======== EXTRACT TO READ ========

The Department of Homeland Security (DHS) is considering implementing a ban on laptops in the cabins of flights from Europe due to terror concerns.
The same ban is already in place for flights departing from ten airports in Muslim-majority Middle Eastern and North African countries based on concerns terror groups in those countries could sneak explosives past existing security checks on large electronic devices. The restriction was put in place in March and applies to all electronics larger than a smartphone.
In an April address at George Washington University’s Center for Cyber and Homeland Security, DHS Secretary John Kelly explained that intelligence suggests terror networks are actively researching ways to bypass aviation safety current countermeasures and secret explosives in laptops and other large electronics.
Kelly and DHS officials met with airline officials on Thursday, reportedly to discuss the possibility the same restrictions would be expanded to certain European airports as well.
In a press release following the meeting, U.S. Travel Association Executive Vice President for Public Affairs Jonathan Grella seemed confident the ban would be extended, calling the announcement “anticipated.”
DHS Spokesman David Lapan tweeted Friday that discussions are ongoing and involve both Congress and European officials:
This development comes as Islamic terrorism has become a daily concern in Europe. At the start of the month, the U.S. State Department warned American travelers to Europe to “always be alert to the possibility that terrorist sympathizers or self-radicalized extremists may conduct attacks with little or no warning.”
The dire warning came as four Islamic terrorist attacks struck Western Europe in as many weeks. France’s President-elect Emmanuel Macron has admitted that terror will be “part of our daily lives for the years to come.”

======== EXCERPTED DATA ========

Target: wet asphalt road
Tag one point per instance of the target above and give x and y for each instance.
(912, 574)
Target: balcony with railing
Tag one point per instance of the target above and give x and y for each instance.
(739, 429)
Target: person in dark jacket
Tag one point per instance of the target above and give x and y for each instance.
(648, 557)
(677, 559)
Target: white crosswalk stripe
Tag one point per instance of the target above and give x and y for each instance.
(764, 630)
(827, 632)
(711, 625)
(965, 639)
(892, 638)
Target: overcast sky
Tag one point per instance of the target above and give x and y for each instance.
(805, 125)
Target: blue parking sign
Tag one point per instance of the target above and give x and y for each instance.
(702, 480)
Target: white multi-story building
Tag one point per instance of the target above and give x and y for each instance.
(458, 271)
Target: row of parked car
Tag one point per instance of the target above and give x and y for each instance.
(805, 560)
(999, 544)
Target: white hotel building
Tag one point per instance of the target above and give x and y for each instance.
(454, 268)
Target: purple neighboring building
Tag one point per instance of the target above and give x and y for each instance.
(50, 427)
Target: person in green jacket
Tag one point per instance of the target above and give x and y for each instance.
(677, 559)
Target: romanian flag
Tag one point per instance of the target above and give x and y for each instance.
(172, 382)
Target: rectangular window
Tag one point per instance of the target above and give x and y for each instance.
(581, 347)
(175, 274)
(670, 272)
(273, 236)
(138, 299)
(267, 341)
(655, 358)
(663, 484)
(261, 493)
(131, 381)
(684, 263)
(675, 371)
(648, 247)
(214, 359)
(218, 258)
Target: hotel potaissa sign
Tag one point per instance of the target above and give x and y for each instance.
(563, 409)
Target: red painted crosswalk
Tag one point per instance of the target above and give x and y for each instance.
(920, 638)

========

ASSIGNMENT 1 ▸
In the article on the laptop ban, in what month was the existing restriction put in place?
ASSIGNMENT 2 ▸
Resume the article on the laptop ban, picking up after its final sentence.
The lines above stand apart from the article on the laptop ban.

ANSWER BOX 1 ▸
In March.

ANSWER BOX 2 ▸
Once among the safest countries in the world, Western Europe has become a hotspot for terrorist activity in the wake of millions of migrants and so-called “refugees” flooding the continent in the past two years. Germany, whose chancellor, Angela Merkel, was instrumental in inviting the influx, has fallen from twentieth place to fifty-first in a tourist security ranking, driven by terror concerns and migrant-driven crime spikes. France and the United Kingdom are even lower at sixty-seventh and seventy-eighth place, respectively.
European officials appear to be scrambling to address DHS’s concerns. In a letter Thursday to Secretary Kelly, European Union transport Commissioner Violeta Bulc and Commissioner for Migration, Home Affairs and Citizenship Dimitris Avramopoulos wrote:
We propose that meetings are held as a matter of urgency, both at political and technical level, to jointly assess the risk and review possible common measures. … The Commission is keen to work closely together with the U.S. government on identifying the best possible ways to mitigate any security concerns that may have been identified, including through further testing and improving detection capabilities.
Should DHS decides on the laptop ban for European flights, it will not affect flights leaving to Europe from the United States.